[[ RECORDS SHOWN, beginning ]]

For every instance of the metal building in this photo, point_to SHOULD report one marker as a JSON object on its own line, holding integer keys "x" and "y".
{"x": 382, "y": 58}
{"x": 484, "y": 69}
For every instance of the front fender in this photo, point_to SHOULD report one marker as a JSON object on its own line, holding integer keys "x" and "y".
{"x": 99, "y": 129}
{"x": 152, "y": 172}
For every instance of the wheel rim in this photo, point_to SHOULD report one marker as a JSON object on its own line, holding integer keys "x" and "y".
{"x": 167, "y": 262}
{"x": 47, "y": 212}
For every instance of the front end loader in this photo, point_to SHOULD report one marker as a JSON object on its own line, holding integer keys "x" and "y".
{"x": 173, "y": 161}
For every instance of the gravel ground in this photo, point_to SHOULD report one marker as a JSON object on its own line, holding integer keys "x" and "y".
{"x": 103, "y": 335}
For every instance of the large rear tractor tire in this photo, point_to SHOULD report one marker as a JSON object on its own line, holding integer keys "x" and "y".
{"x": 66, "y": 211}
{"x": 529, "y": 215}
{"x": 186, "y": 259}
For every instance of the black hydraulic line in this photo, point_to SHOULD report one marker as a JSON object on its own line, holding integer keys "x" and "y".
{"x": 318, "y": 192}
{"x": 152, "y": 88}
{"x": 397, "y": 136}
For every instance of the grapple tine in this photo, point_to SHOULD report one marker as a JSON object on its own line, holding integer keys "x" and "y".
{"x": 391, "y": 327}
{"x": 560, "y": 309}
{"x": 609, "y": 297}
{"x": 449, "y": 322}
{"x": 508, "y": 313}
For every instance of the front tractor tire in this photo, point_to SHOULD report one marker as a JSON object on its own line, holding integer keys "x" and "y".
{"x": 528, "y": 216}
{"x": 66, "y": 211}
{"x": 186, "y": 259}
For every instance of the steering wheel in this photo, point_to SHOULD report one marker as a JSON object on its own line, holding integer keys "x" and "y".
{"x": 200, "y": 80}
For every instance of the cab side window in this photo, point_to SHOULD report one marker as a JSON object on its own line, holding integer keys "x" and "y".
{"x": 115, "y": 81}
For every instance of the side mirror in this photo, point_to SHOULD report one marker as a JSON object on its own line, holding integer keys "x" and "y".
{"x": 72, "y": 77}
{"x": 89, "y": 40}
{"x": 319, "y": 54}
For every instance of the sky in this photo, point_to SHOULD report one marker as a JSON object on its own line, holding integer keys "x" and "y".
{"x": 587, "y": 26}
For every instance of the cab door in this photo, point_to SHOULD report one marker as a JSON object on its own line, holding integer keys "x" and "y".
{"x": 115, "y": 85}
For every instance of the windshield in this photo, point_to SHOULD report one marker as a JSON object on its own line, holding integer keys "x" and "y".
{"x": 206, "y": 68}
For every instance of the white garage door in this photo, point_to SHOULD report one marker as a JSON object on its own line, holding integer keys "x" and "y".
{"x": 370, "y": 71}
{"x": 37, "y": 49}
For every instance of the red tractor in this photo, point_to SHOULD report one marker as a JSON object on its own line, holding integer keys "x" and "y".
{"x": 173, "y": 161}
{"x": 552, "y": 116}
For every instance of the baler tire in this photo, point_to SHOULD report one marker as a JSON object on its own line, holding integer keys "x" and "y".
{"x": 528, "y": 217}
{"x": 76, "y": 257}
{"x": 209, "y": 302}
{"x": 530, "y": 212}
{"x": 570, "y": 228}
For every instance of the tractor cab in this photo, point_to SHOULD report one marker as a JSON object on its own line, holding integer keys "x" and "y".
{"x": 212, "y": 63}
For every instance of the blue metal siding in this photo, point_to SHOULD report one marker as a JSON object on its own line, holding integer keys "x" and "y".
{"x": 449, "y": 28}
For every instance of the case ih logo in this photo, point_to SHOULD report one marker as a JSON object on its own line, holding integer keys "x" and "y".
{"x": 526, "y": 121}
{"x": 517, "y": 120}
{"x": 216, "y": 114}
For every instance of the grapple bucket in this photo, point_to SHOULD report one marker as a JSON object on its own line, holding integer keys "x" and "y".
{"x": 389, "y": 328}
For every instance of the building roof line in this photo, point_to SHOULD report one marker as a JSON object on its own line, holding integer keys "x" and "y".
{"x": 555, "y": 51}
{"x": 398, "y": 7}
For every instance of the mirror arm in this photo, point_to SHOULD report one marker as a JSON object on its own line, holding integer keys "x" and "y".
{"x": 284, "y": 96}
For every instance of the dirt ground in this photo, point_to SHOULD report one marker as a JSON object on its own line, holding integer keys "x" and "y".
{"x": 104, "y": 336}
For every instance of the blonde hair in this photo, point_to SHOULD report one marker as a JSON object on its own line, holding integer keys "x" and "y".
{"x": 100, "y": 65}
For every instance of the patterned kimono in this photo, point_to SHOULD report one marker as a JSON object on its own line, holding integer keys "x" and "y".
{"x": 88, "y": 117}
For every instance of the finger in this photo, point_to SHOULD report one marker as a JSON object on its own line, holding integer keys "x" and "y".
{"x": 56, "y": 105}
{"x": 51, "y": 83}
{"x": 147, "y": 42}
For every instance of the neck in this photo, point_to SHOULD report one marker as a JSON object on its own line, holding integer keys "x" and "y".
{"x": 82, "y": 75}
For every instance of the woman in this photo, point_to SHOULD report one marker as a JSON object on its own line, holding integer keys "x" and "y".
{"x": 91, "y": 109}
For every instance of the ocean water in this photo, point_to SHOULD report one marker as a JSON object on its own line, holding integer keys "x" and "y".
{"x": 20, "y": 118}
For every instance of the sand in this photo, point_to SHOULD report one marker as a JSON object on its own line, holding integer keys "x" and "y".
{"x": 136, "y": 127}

[[ RECORDS SHOWN, end ]]

WORK INSTRUCTIONS
Your reply should contain every record, unchanged and complete.

RESULT BELOW
For every instance of the metal building in this photo, point_to SHOULD report one marker as a JSON object on its own line, holding integer keys "x" and "y".
{"x": 382, "y": 58}
{"x": 484, "y": 69}
For every instance of the front fender in this photo, point_to SHOULD report one marker as a JSON object on its own line, holding integer keys "x" and "y".
{"x": 99, "y": 129}
{"x": 152, "y": 172}
For every instance of the wheel rim in this photo, point_to SHOULD report one marker as a JSON object on its own line, holding integer keys "x" and "y".
{"x": 167, "y": 262}
{"x": 47, "y": 212}
For every instance of the front end loader in this photo, point_to SHOULD report one marker as a JSON object on its own line, holding integer keys "x" and "y".
{"x": 173, "y": 161}
For every instance of the gravel ground in this photo, point_to SHOULD report one marker as a JSON object on its own line, holding integer keys "x" and "y".
{"x": 103, "y": 335}
For every instance of the large rear tractor tire in this photo, point_to SHOULD report one marker as a JSON object on its own line, holding integer keys "x" and "y".
{"x": 66, "y": 211}
{"x": 529, "y": 215}
{"x": 186, "y": 259}
For every instance of the black hydraulic line in this photo, point_to SHOULD report one marker as a JSON object on its own line, holding integer keys "x" and "y".
{"x": 318, "y": 192}
{"x": 152, "y": 88}
{"x": 397, "y": 136}
For every instance of the grapple tine in this photo, point_to SHOULD report one marker as a JSON object on its own line, holding integer keys "x" and "y".
{"x": 391, "y": 327}
{"x": 560, "y": 309}
{"x": 609, "y": 297}
{"x": 449, "y": 322}
{"x": 508, "y": 313}
For every instance of the front tractor tire in this photo, point_to SHOULD report one marker as a JSON object on its own line, holding integer keys "x" and "y".
{"x": 528, "y": 216}
{"x": 66, "y": 211}
{"x": 186, "y": 259}
For every instance of the steering wheel in this photo, point_to SHOULD report one marker as a JSON object on its own line, holding integer keys "x" and "y".
{"x": 200, "y": 80}
For every instance of the cab side window in this photo, point_to SHOULD report one marker as a JSON object on its own line, holding integer keys "x" and "y".
{"x": 115, "y": 81}
For every instance of the side mirror in this photo, point_to SHOULD report one marker as a JSON object on its own line, holding integer keys "x" and "y".
{"x": 72, "y": 77}
{"x": 89, "y": 40}
{"x": 319, "y": 54}
For every instance of the sky in this photo, point_to SHOULD report one marker as a JSON object on its own line, holding integer keys "x" and "y".
{"x": 587, "y": 26}
For every instance of the cab door in this photo, point_to SHOULD report one marker as a JSON object on its own line, holding integer keys "x" and "y".
{"x": 115, "y": 85}
For every instance of the windshield in this photo, point_to SHOULD report one marker as a JSON object on its own line, holding integer keys "x" and "y".
{"x": 206, "y": 68}
For every instance of the white garage door in this photo, point_to SHOULD report one marker as a JSON object on its own line, holding integer keys "x" and "y".
{"x": 370, "y": 71}
{"x": 37, "y": 49}
For every instance of the red tractor in this photo, point_to SHOULD report one marker as a JSON object on its own line, holding integer keys "x" and "y".
{"x": 173, "y": 161}
{"x": 552, "y": 116}
For every instance of the baler tire in this photo, point_to SHOULD report one marker as a JSON object on its own line, holding integer keys "x" and "y".
{"x": 528, "y": 217}
{"x": 76, "y": 257}
{"x": 209, "y": 302}
{"x": 530, "y": 212}
{"x": 570, "y": 228}
For every instance of the tractor cab in this photo, point_to SHOULD report one marker as a JSON object on its own line, holding integer keys "x" and "y".
{"x": 212, "y": 63}
For every instance of the blue metal siding in this photo, point_to SHOULD report one marker as a JSON object on its own line, holding integer keys "x" and "y".
{"x": 449, "y": 28}
For every instance of the case ih logo in this photo, point_to SHOULD report one marker as a JSON object on its own line, holding integer keys "x" and "y".
{"x": 526, "y": 121}
{"x": 517, "y": 120}
{"x": 216, "y": 114}
For every instance of the grapple bucket in this photo, point_to SHOULD report one marker as a JSON object on its own line, holding integer keys "x" and "y".
{"x": 389, "y": 328}
For every instance of the building roof line in this photo, point_to SHOULD report one marker as a JSON object on its own line, holding integer keys "x" and "y".
{"x": 555, "y": 51}
{"x": 398, "y": 7}
For every instance of the mirror arm in this photo, point_to SHOULD report one marker as a JSON object on its own line, holding integer keys "x" and "y".
{"x": 284, "y": 96}
For every instance of the dirt ground in this photo, point_to SHOULD report one marker as a JSON object on its own line, holding integer keys "x" and "y".
{"x": 104, "y": 336}
For every instance of the blonde hair in this photo, point_to SHOULD report one marker as a JSON object on its own line, holding integer keys "x" and "y".
{"x": 100, "y": 65}
For every instance of the patterned kimono in this photo, point_to SHOULD report one marker as a JSON object on its own line, holding integer keys "x" and "y".
{"x": 88, "y": 117}
For every instance of the finger in this photo, point_to SHOULD report one marker as a JSON object on its own line, holding integer keys "x" and "y".
{"x": 56, "y": 105}
{"x": 51, "y": 83}
{"x": 147, "y": 42}
For every instance of the neck in this photo, point_to SHOULD report one marker as a JSON object on its own line, holding integer keys "x" and "y".
{"x": 82, "y": 75}
For every instance of the woman in this photo, point_to SHOULD report one marker as a JSON object on its own line, holding integer keys "x" and "y".
{"x": 91, "y": 109}
For every instance of the ocean water in this photo, point_to SHOULD report one marker as a JSON object on its own line, holding integer keys "x" and "y".
{"x": 20, "y": 118}
For every instance of the sand in this photo, point_to SHOULD report one marker as a JSON object on its own line, holding integer keys "x" and "y".
{"x": 136, "y": 127}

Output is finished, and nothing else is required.